* _Zu beantwortende Fragen_
1. Prüfen Sie, ob die Aussagen (a) bis (c) mit dem Artikel über den preHEART-Score übereinstimmen. Antworten Sie jeweils mit Ja oder Nein und zitieren Sie die entscheidenden Worte des Artikels wörtlich.
(a) Beim HEART-Score werden fünf Bereiche mit Punktwerten beurteilt.
(b) Der angepasste Score lässt sich nur im Spital zur Risikostratifizierung nutzen.
(c) Klinikärzte verwenden den HEART-Score nur ungern.
2. Beantworten Sie anhand des Artikels über den preHEART-Score die folgenden Fragen kurz.
(a) Wofür schätzen Klinikärzte mit dem HEART-Score das Risiko eines Notfallpatienten ein?
(b) Worüber gibt der preHEART-Score laut Bildunterschrift Auskunft?
(c) An welchem Ort soll der HEART-Score Ärzten bei der Entscheidung über Patienten mit Thoraxschmerzen helfen?

* _Extrahierter Text_
##########

Medical Tribune
28. März 2022Der preHEART-Score erlaubt eine zuverlässige Risikostratifizierung

Brustschmerz: Wann geht es in die Klinik?

Klinikärzte greifen gerne auf den HEART-Score zurück, wenn sie das Risiko eines Notfallpatienten für ein akutes Koronar­syndrom einschätzen müssen. Mit dem angepassten Score funktioniert die Risikostratifizierung auch ausserhalb des Spitals.

Ob ein Brustschmerz in der Klinik abgeklärt werden sollte, sagt einem der preHEART-Score
iStock/PeopleImages

Der ­HEART-Score soll Ärzten in der Notaufnahme bei der Entscheidung helfen, welche Patienten mit Thoraxschmerzen wieder nach Hause entlassen werden können und welche stationär aufgenommen werden müssen. Anhand des Scores werden fünf Bereiche eingeschätzt und mit Punktwerten beurteilt.

##########

[Gespeicherte Einträge aus einer Sammlung]
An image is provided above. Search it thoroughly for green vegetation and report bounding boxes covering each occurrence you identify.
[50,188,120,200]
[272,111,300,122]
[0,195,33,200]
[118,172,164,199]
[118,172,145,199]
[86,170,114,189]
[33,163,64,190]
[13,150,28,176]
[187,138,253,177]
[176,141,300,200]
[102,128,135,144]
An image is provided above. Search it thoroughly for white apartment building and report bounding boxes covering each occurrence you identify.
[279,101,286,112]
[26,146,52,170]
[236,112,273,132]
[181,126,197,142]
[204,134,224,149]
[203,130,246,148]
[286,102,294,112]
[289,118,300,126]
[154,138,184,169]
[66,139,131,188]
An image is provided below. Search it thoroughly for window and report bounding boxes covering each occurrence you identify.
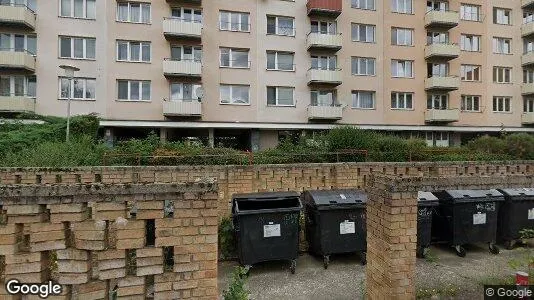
[460,4,482,22]
[351,57,376,76]
[59,77,96,100]
[221,48,250,68]
[460,34,480,52]
[493,7,512,25]
[117,41,151,62]
[391,92,413,110]
[267,86,295,106]
[351,0,375,10]
[220,84,250,105]
[59,36,96,59]
[391,27,413,46]
[352,91,375,109]
[171,82,201,102]
[117,2,151,24]
[351,23,376,43]
[391,59,414,78]
[219,11,250,32]
[391,0,413,14]
[0,76,37,98]
[462,95,480,112]
[493,96,512,112]
[460,65,481,81]
[493,67,512,83]
[493,37,512,54]
[267,16,295,36]
[59,0,96,19]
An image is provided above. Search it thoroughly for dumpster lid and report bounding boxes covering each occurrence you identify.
[305,189,367,206]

##########

* _Lösungen der Aufgaben_
1.
(a) Ja: „Anhand des Scores werden fünf Bereiche eingeschätzt und mit Punktwerten beurteilt.“
(b) Nein: „Mit dem angepassten Score funktioniert die Risikostratifizierung auch ausserhalb des Spitals.“
(c) Nein: „Klinikärzte greifen gerne auf den HEART-Score zurück“

2.
(a) Für ein akutes Koronarsyndrom.
(b) Darüber, ob ein Brustschmerz in der Klinik abgeklärt werden sollte.
(c) In der Notaufnahme.